__Reading text__:
------------------------------

One of the most famous ski resorts in the world, Whistler is located 78 mi north of Vancouver. Its population is nearly 12,000 (2016), but over 2m people visit each year, mostly for alpine skiing and snowboarding and, in the summer, mountain biking.
Whistler has been voted among the top destinations in North America by major ski magazines since the mid-1990s. During the 2010 Winter Olympics, Whistler hosted most of the alpine, Nordic, luge, skeleton, and bobsled events. And its pedestrian village has won numerous design awards.
Whistler is accessible via Highway 99, aka the “Sea to Sky Highway.” The Rocky Mountaineer provides elite-class rail service. A shuttle bus service from the Vancouver Airport (YVR) and Downtown Vancouver is provided by the Whistler Shuttle and YVR Skylynx. YVR is the main international airport for Whistler residents and tourists. The Whistler area is a collection of microclimates. Whistler itself is considered humid continental, with cold wet winters and drier, warm summers.
The first British survey by the Royal Navy took place in the 1860s. The area acquired the name “Whistler” due to the call of the indigenous hoary marmot.

------------------------------

Stored data entries
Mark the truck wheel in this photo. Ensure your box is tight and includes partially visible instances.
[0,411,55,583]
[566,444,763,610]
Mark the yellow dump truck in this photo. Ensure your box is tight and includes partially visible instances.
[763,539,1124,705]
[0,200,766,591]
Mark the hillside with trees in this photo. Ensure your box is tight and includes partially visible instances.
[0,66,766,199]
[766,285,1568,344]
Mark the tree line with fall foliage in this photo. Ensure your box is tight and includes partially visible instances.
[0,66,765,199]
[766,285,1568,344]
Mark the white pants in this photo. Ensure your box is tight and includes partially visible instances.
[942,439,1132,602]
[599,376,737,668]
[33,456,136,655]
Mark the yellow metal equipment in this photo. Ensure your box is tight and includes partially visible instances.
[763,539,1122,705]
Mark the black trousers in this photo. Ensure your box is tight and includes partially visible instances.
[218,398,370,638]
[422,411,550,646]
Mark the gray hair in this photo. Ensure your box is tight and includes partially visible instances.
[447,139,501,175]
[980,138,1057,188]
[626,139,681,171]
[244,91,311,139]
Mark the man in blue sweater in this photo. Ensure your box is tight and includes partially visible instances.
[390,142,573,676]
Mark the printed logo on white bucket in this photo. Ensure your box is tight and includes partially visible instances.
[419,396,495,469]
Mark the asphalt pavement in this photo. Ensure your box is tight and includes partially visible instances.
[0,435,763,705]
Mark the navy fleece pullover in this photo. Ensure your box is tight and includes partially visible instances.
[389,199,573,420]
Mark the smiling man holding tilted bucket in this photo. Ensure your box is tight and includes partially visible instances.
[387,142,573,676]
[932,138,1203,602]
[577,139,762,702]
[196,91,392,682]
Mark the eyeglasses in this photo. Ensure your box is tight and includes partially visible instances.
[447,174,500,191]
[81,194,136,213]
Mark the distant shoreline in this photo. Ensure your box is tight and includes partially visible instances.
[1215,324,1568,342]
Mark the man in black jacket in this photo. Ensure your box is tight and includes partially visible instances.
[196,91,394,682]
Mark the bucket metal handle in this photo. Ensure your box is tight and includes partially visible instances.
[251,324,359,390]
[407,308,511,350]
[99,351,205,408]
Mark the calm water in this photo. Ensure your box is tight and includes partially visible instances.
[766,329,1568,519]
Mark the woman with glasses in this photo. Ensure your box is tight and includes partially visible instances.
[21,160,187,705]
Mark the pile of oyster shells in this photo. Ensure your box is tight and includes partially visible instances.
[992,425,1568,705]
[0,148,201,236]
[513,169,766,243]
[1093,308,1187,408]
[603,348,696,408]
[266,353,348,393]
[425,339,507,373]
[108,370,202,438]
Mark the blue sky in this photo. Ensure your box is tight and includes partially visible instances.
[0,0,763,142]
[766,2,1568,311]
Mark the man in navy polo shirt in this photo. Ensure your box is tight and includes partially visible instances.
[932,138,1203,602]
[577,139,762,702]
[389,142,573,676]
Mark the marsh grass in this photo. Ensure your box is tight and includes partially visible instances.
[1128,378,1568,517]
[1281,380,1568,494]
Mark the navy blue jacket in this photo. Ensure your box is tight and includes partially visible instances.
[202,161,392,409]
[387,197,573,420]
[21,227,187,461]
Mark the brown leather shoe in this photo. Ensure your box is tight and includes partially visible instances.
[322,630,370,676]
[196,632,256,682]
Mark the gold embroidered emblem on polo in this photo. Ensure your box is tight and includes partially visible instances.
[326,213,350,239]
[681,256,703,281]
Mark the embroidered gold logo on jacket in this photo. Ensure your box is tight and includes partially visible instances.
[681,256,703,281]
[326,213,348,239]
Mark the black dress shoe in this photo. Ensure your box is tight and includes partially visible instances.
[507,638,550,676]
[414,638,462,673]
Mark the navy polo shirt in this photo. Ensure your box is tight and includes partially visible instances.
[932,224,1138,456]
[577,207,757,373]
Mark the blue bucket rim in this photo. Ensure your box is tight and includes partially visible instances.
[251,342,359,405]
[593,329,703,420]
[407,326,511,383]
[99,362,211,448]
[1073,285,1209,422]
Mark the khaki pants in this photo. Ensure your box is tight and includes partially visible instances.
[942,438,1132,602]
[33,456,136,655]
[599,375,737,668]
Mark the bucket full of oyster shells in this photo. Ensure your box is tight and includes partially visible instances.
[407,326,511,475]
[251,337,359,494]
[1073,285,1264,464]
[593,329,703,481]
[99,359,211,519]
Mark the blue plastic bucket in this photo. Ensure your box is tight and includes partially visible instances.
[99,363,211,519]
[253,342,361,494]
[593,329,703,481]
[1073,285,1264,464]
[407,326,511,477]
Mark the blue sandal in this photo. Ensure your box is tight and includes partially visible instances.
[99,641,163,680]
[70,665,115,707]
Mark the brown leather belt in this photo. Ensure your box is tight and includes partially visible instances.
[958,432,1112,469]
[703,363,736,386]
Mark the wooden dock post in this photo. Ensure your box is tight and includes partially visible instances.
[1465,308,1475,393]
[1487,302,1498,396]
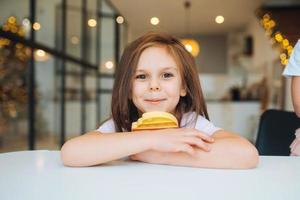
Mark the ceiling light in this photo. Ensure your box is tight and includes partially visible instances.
[105,61,114,69]
[180,1,200,57]
[150,17,159,26]
[116,16,124,24]
[32,22,41,31]
[71,36,79,44]
[88,19,97,27]
[215,15,225,24]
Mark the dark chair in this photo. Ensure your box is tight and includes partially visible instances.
[255,110,300,156]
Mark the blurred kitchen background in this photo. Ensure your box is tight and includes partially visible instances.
[0,0,300,152]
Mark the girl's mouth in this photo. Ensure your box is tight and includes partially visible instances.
[145,99,166,105]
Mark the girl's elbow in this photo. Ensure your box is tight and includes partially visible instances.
[241,145,259,169]
[60,141,74,167]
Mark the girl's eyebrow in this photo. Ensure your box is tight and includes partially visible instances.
[136,67,178,72]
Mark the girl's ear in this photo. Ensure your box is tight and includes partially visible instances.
[180,88,186,97]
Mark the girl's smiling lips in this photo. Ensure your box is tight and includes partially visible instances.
[145,99,167,104]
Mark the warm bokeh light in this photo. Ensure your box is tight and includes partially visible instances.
[116,16,124,24]
[150,17,159,26]
[181,39,200,57]
[34,49,49,61]
[22,18,30,26]
[105,61,114,69]
[215,15,225,24]
[88,19,97,27]
[71,36,79,44]
[275,33,283,42]
[32,22,41,31]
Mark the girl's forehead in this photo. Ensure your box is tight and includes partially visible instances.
[137,47,178,70]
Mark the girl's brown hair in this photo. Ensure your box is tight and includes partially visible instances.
[111,32,209,132]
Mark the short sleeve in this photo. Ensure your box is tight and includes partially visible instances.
[195,115,222,136]
[283,40,300,77]
[96,119,116,133]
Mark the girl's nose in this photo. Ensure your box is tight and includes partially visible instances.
[150,80,160,91]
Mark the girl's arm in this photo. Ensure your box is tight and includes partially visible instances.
[292,76,300,117]
[131,131,259,169]
[61,129,212,167]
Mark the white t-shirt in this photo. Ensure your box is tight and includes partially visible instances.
[97,112,221,135]
[283,40,300,76]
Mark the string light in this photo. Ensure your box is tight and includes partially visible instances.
[260,13,293,66]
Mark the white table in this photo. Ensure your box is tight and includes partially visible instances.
[0,151,300,200]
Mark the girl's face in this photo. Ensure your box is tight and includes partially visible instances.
[132,47,186,114]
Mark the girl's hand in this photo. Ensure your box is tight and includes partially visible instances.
[142,128,214,155]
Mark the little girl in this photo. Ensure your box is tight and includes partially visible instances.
[61,33,258,168]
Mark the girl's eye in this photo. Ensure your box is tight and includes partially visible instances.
[163,73,174,78]
[135,74,146,79]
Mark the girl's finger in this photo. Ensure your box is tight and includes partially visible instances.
[175,144,195,156]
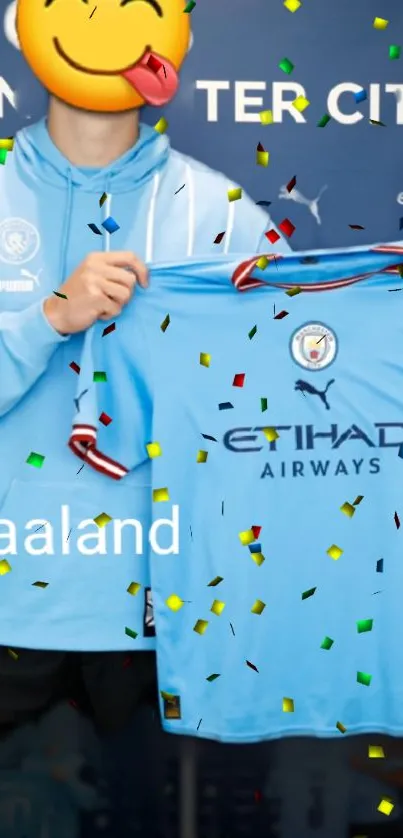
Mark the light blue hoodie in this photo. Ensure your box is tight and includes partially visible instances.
[0,120,288,651]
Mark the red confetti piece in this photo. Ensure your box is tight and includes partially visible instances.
[278,218,295,237]
[214,230,225,244]
[232,372,245,387]
[102,323,116,338]
[265,230,280,244]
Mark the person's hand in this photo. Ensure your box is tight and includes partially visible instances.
[44,251,148,335]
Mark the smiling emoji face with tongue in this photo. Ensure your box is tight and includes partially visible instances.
[17,0,190,112]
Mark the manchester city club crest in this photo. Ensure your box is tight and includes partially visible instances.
[290,323,337,372]
[0,218,40,265]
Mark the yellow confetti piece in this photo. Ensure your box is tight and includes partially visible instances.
[193,620,208,634]
[372,17,389,29]
[146,442,162,460]
[127,582,141,596]
[262,428,280,442]
[94,512,112,529]
[239,530,256,546]
[378,797,395,815]
[228,186,242,201]
[340,501,355,518]
[154,116,168,134]
[284,0,302,13]
[251,599,266,614]
[0,559,12,576]
[259,111,273,125]
[153,487,169,503]
[368,745,385,759]
[326,544,343,562]
[293,96,311,113]
[210,599,225,617]
[165,594,184,611]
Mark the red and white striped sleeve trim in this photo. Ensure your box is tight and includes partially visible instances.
[231,244,403,292]
[68,425,129,480]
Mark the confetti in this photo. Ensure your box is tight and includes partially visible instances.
[193,620,208,634]
[340,501,355,518]
[126,582,141,596]
[26,451,45,468]
[200,352,211,367]
[207,576,224,588]
[165,594,185,611]
[378,797,395,815]
[326,544,343,562]
[153,487,169,503]
[372,17,389,29]
[94,512,112,529]
[259,111,273,125]
[301,588,316,599]
[227,186,242,201]
[154,116,168,134]
[357,672,372,687]
[213,230,225,244]
[368,745,385,759]
[357,620,374,634]
[251,599,266,616]
[278,58,294,76]
[256,143,270,167]
[146,442,162,460]
[102,323,116,338]
[160,314,171,332]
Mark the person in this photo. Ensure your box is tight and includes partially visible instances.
[0,0,288,748]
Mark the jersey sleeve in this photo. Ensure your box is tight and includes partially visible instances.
[69,312,152,480]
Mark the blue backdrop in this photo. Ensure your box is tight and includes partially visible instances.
[0,0,403,249]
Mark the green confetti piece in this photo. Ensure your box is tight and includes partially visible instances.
[357,672,372,687]
[316,113,330,128]
[357,620,374,634]
[26,451,45,468]
[301,588,316,599]
[389,44,401,59]
[278,58,294,76]
[92,370,108,382]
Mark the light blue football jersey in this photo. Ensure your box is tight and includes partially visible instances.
[70,246,403,742]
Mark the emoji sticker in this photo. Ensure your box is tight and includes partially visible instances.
[17,0,190,112]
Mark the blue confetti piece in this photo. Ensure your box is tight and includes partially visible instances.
[102,215,120,235]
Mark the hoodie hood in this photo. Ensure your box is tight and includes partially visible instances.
[14,118,170,194]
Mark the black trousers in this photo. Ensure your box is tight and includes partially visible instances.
[0,646,158,733]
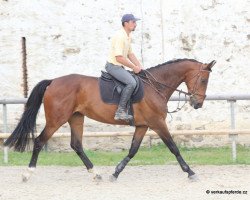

------------------------------

__Required tasks__:
- a) According to the Whistler text, why did the area get the name "Whistler"?
- b) Please list every kind of event the Whistler text says Whistler hosted during the 2010 Winter Olympics.
- c) Write a few more sentences that carry on the Whistler text from its last line.
You won't need the material for any of this.

__Task responses__:
- a) The area got the name "Whistler" because of the call of the hoary marmot, an animal native to the area.

- b) Alpine, Nordic, luge, skeleton, and bobsled events.

- c)
The area began to gain recognition in 1914 when a couple of settlers, Myrtle and Alex Philip, purchased 10 acres (4.0 ha) of land on Alta Lake. Originally from Maine, they established the tourist resort Rainbow Lodge. Other resorts followed, thanks to the completion of the Pacific Great Eastern Railway. The train provided easy access to the area from Vancouver.
However, Rainbow Lodge’s reputation was as a summer destination. It wasn’t until the early 1960s that four Vancouver businessmen formed the Garibaldi Lift Company with the intention of bidding for the 1968 Winter Olympics. Whistler Mountain opened to the public in 1966.
In the meantime, logging had become the booming industry. The area is home to coniferous mixed forest with western hemlock, mountain hemlock, and Whistler hybrid spruce. At its peak, four mills operated in the area. Prospecting and trapping were pursued as well.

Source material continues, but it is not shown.